YOUR GOAL: Copy verbatim the rows below, starting with the row that contains "the wood shingle" and continuing through the last row, both included. Reproduce only that stretch.

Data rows
::::::::::

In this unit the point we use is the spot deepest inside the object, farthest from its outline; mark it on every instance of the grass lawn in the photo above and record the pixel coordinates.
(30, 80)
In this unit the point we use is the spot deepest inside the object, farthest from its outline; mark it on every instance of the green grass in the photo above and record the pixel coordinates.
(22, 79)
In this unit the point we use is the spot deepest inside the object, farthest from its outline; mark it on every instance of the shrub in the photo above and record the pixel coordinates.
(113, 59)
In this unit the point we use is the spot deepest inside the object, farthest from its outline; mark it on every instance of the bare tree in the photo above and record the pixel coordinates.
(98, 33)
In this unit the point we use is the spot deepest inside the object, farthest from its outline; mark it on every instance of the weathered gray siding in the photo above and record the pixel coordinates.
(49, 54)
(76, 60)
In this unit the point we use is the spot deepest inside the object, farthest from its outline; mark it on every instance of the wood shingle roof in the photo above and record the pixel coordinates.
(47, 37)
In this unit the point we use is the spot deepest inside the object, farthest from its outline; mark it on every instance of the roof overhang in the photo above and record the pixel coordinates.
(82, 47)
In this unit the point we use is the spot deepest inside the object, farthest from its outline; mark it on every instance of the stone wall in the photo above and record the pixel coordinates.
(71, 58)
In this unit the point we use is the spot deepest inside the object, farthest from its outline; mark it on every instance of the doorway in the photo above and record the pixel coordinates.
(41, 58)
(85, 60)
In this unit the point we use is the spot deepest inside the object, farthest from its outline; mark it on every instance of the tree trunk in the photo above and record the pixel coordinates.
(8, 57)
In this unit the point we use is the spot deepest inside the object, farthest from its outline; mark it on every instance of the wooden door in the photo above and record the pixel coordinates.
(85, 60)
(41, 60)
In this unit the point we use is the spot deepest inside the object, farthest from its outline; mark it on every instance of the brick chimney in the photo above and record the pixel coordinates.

::::::::::

FULL OUTPUT:
In this unit the point we use is the spot deepest inside the object, farthest from its outline; mark it on every instance of the wood shingle roof in the photo above and record the pixel coordinates.
(47, 37)
In this unit the point we use is the spot deepest inside the object, farthest from its outline; mark it on every instance of the roof overhang in the photo above and record the pixel coordinates.
(82, 47)
In this unit the point we use is the spot deepest inside the object, farthest from its outline; mark it on every instance of the stone wall in the photo above and record the pixel coordinates.
(71, 58)
In this unit the point we use is the spot deepest inside the object, farthest from its outline; mark it on every instance of the doorway in the photo above and record the pixel coordinates.
(41, 58)
(85, 60)
In this unit the point we use is the spot deepest inside the object, farthest from its outline; mark it on every instance of the tree trunk in the photo above and record the pixel coordinates.
(8, 57)
In this unit the point we use is the spot deepest inside the object, farthest from its outline; mark it on every instance of the wooden door in the photo above and record the pixel coordinates.
(85, 60)
(41, 60)
In this unit the point we use is the spot deepest inside the object, farthest from its outline; mark it on every instance of the brick chimney in the photo above and record the pixel coordinates.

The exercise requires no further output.